### Data supplied

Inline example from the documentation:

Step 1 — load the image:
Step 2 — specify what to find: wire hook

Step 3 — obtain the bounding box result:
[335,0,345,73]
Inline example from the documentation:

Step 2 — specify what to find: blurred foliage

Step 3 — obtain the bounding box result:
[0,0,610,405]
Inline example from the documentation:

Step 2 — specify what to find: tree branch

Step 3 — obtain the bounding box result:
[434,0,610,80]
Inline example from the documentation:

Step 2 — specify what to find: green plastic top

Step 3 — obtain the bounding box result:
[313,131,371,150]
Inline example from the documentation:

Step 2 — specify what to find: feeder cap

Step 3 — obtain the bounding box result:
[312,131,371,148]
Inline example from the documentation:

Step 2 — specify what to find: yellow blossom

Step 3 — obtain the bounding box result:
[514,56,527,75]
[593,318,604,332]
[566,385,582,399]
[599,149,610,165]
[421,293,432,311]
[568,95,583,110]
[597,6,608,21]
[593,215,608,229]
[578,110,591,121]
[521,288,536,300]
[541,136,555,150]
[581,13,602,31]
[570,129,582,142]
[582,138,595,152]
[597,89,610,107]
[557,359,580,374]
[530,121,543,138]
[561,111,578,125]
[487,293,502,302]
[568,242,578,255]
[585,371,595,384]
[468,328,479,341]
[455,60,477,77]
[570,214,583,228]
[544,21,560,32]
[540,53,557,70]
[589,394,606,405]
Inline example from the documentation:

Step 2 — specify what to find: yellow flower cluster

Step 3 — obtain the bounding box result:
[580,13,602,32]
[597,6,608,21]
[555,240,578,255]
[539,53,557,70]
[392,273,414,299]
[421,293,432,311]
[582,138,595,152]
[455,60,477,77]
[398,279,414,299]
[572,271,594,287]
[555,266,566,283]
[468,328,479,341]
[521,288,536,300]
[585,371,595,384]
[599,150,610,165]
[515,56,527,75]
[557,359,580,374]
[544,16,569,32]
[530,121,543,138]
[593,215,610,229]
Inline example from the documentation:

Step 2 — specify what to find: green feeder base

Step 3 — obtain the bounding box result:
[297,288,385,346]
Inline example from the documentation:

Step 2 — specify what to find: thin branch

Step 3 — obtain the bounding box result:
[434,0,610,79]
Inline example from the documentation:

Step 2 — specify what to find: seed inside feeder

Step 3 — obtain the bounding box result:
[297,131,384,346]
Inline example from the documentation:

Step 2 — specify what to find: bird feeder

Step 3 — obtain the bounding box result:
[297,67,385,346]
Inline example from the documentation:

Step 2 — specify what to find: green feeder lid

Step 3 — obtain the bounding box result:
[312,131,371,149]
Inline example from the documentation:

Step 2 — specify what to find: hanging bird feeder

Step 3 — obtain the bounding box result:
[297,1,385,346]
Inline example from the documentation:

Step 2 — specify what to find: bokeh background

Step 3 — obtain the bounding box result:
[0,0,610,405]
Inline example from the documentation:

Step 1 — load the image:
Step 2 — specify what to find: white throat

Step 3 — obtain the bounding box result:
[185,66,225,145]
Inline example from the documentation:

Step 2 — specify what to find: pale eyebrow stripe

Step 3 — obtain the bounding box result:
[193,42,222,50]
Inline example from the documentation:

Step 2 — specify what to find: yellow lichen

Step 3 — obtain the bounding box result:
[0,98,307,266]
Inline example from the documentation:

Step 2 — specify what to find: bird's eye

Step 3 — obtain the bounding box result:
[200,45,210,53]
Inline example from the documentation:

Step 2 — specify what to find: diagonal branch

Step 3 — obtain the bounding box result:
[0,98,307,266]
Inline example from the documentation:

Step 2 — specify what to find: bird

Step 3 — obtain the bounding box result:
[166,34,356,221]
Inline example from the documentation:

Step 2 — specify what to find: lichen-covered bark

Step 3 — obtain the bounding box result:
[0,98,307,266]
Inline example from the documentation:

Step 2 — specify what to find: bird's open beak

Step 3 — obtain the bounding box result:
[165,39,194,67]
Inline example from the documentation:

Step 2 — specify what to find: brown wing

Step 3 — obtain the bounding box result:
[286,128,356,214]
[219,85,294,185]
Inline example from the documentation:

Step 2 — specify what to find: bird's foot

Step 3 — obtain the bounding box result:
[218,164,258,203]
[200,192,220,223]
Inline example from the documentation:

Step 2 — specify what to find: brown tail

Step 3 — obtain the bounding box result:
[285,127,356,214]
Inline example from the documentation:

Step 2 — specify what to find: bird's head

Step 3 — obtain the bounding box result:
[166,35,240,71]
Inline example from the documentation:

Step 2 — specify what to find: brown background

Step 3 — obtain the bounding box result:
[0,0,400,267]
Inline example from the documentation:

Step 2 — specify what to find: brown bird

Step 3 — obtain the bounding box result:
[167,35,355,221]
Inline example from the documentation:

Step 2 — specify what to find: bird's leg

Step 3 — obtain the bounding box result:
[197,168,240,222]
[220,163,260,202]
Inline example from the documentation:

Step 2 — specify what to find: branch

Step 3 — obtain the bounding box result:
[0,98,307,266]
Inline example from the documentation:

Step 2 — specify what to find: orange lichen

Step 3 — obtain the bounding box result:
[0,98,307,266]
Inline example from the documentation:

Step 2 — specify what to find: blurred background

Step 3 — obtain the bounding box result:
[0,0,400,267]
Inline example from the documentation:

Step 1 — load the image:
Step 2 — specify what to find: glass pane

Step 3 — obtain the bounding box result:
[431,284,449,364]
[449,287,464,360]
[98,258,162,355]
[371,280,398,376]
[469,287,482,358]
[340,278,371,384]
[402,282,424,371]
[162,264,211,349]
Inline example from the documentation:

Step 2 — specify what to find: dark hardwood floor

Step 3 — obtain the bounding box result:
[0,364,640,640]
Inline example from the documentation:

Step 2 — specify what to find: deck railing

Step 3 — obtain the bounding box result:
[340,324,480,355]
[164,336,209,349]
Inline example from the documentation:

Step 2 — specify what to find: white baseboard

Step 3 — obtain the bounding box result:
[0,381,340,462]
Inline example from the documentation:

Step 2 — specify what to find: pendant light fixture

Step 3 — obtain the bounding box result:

######

- [Problem details]:
Please list every line of the material above that contains the word "branch", copying each line in full.

- [Result of the exercise]:
Step 2 — specify what to find: tree branch
Step 2 — specify what to find: thin branch
Step 2 — specify what to find: diagonal branch
Step 2 — specify what to find: branch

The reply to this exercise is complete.